** Start of Information provided **
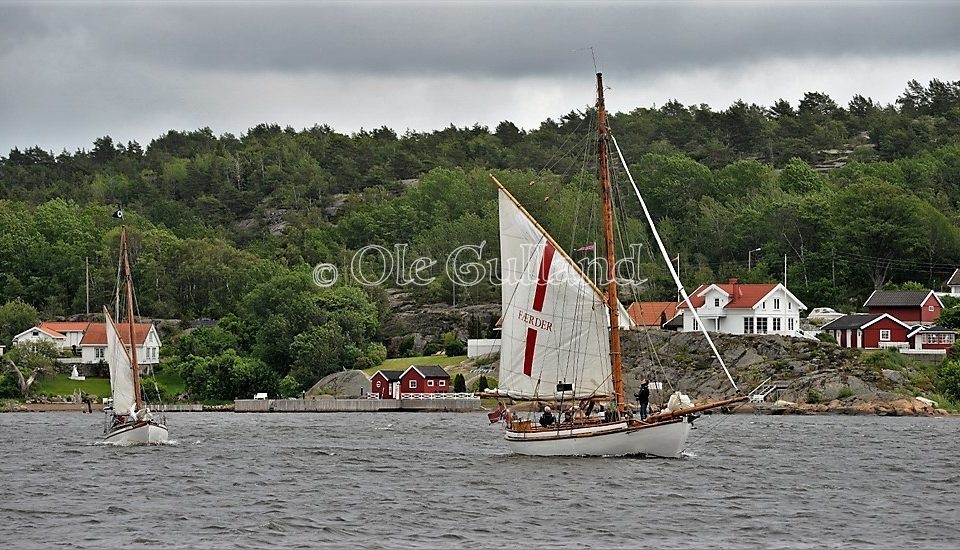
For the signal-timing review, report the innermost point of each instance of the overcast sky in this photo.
(70, 73)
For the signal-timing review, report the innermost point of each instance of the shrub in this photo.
(289, 387)
(949, 379)
(826, 337)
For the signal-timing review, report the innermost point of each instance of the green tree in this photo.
(15, 317)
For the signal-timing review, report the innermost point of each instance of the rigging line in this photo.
(673, 272)
(726, 417)
(658, 367)
(560, 152)
(938, 267)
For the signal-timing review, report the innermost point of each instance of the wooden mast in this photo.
(613, 303)
(124, 251)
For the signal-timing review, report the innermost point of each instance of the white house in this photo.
(93, 346)
(736, 308)
(39, 334)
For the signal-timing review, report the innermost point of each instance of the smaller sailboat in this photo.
(129, 421)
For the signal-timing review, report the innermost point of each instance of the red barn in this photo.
(424, 379)
(869, 331)
(910, 306)
(932, 338)
(385, 384)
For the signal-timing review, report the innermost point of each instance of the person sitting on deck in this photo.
(547, 419)
(643, 398)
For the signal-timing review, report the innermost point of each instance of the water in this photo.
(445, 481)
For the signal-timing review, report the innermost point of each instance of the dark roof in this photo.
(390, 375)
(934, 328)
(431, 371)
(897, 298)
(675, 323)
(853, 320)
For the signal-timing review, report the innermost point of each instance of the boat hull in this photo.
(664, 439)
(141, 433)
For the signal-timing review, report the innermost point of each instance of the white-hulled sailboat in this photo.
(560, 341)
(129, 421)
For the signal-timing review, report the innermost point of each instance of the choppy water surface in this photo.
(445, 481)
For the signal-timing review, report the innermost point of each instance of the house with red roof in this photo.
(910, 306)
(424, 379)
(882, 330)
(39, 334)
(93, 346)
(65, 334)
(738, 308)
(385, 384)
(647, 315)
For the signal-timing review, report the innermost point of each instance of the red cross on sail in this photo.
(543, 278)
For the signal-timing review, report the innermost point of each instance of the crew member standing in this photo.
(643, 398)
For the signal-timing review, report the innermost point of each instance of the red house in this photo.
(648, 315)
(910, 306)
(869, 331)
(385, 384)
(934, 338)
(424, 379)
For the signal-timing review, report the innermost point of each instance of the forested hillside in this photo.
(219, 221)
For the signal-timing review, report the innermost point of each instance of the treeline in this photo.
(216, 221)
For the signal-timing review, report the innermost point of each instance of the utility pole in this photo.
(750, 257)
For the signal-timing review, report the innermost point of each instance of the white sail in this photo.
(121, 372)
(555, 324)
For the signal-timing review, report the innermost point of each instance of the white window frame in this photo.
(765, 325)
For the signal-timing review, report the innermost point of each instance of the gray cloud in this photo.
(69, 70)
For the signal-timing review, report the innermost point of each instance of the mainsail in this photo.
(121, 371)
(554, 332)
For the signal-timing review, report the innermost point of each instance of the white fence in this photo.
(437, 396)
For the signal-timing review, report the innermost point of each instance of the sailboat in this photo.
(129, 421)
(560, 341)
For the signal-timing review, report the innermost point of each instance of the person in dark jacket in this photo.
(643, 398)
(547, 419)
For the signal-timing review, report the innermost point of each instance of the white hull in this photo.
(148, 433)
(666, 439)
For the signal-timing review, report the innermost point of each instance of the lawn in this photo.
(401, 363)
(60, 384)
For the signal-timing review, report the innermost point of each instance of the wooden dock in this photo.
(357, 405)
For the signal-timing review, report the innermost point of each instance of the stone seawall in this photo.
(356, 405)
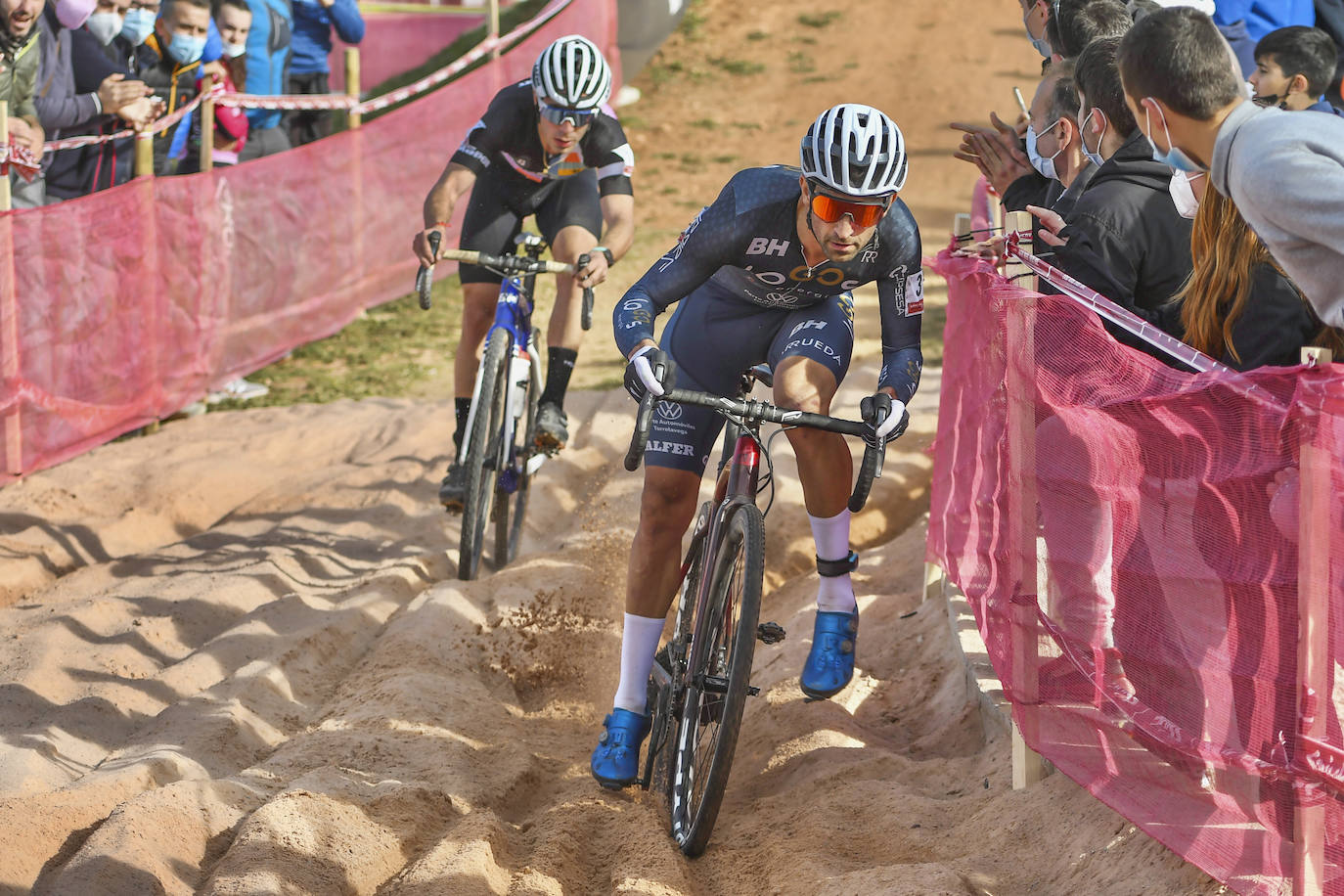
** End of Information provided **
Challenge: Report every line of the material that contains the word "dark", copying each line in full.

Answer to this task:
For the signal-timing review, report the innermost point of each instance of the dark roof in this photo.
For the signal-timing review, report the innermost point of each instance of the person in dark jacket in this photo.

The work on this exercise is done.